# What you should do
Reproduce the lines of the data below verbatim, starting at the line containing "[locate] creamy green" and continuing through the end of the data, both ends included.

# Raw records
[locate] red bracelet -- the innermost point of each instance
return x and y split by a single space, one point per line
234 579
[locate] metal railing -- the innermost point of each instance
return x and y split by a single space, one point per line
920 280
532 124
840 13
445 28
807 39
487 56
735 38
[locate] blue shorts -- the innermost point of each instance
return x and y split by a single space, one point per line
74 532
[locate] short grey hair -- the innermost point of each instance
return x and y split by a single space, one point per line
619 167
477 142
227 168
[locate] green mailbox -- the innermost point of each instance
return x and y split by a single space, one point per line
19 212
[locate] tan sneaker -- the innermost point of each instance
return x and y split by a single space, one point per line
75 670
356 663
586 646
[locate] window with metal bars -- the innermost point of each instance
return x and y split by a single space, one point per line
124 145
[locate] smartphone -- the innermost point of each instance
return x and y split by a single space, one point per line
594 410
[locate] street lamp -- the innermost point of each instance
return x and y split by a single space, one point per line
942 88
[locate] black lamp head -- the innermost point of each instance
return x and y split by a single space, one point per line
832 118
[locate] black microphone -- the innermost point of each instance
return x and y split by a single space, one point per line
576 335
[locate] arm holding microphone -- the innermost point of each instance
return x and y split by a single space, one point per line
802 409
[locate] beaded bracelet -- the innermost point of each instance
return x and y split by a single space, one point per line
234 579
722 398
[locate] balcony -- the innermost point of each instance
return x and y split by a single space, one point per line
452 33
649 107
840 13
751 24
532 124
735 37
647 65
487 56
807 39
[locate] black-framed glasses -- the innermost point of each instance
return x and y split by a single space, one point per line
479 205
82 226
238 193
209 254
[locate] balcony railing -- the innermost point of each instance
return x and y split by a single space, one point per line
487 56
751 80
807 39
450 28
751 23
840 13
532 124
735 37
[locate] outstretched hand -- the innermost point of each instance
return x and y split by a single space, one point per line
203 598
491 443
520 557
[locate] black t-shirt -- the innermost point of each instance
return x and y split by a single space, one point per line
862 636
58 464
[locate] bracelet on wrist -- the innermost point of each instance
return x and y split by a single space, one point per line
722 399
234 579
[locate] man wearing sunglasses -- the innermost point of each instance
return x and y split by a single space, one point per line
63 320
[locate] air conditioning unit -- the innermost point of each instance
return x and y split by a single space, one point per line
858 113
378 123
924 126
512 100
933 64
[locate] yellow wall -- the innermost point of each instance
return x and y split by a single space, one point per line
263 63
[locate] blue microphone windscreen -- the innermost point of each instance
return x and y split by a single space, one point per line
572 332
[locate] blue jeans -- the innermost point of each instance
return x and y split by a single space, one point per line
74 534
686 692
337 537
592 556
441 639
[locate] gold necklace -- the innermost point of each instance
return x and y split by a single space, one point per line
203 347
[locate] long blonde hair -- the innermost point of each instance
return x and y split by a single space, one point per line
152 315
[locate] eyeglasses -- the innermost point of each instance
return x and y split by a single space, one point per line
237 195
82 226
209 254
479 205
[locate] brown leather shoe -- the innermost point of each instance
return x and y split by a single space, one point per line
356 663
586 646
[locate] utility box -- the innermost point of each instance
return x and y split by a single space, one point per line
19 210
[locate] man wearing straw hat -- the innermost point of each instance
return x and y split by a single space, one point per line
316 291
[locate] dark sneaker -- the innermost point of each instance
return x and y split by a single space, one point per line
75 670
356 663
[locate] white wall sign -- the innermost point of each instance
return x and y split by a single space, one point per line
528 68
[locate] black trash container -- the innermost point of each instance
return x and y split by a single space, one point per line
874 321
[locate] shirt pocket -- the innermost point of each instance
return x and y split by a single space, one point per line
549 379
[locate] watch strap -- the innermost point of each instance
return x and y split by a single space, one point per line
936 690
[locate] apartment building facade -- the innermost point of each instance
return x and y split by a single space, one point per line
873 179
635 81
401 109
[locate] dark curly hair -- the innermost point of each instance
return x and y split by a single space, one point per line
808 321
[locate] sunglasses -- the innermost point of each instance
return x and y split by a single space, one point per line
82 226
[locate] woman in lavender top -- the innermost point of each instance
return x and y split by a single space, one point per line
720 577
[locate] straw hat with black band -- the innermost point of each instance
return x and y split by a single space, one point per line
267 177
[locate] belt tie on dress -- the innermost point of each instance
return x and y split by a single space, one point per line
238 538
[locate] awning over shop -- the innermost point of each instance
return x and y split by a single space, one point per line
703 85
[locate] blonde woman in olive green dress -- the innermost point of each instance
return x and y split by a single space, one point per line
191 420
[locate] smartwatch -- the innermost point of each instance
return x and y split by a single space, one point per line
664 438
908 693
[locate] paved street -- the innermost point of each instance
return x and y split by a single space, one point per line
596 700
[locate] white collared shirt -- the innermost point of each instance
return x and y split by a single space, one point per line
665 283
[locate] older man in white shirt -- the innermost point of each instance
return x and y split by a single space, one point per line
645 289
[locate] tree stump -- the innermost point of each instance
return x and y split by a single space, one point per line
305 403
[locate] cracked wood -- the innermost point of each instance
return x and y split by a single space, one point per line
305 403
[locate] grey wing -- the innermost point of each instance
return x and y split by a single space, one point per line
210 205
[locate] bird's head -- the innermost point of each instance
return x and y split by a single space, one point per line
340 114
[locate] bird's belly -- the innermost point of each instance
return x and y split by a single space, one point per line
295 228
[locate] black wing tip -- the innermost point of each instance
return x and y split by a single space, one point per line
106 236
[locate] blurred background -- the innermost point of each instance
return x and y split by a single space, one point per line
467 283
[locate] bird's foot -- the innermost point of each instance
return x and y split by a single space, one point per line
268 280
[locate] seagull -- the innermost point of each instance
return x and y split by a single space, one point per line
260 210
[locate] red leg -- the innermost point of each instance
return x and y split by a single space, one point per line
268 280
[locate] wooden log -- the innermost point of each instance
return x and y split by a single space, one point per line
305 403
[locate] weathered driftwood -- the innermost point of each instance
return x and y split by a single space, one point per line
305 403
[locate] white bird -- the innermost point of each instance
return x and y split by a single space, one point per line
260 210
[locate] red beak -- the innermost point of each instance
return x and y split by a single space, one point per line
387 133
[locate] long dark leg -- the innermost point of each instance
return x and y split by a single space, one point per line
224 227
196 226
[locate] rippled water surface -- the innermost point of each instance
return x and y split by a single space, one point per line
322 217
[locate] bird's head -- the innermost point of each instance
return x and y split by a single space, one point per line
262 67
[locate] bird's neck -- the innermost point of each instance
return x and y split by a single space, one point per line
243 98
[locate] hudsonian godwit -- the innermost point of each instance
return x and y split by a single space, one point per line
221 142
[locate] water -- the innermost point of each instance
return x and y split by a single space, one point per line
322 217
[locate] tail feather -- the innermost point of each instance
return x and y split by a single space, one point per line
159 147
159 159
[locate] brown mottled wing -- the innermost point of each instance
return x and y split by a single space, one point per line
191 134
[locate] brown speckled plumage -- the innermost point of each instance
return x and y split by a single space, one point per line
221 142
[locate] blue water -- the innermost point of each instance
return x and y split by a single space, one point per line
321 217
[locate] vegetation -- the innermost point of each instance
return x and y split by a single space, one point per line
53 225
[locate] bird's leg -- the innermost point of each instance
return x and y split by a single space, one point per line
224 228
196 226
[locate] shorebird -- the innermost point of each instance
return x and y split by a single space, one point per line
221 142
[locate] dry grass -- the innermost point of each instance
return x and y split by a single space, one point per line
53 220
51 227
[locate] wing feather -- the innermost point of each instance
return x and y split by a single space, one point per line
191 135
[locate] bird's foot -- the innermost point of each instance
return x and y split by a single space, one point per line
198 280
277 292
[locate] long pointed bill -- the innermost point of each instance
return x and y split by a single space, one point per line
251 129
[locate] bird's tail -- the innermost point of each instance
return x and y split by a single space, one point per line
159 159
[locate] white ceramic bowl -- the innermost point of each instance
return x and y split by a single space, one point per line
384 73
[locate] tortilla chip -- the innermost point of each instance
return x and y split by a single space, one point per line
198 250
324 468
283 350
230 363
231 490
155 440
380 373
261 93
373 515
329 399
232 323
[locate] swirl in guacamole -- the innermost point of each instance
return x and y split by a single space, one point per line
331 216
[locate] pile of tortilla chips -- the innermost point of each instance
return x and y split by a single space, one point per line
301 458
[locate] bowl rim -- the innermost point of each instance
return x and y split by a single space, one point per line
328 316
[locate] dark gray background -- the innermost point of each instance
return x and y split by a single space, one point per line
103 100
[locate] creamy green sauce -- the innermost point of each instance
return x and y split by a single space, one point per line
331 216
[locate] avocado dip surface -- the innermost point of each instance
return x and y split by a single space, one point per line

# Task response
[locate] creamy green sauce -- the innermost point of each instance
return x and y split by a single space, one point per line
331 216
[locate] avocado dip surface -- the innermost point of each instance
return x and y split by a single space, one point per line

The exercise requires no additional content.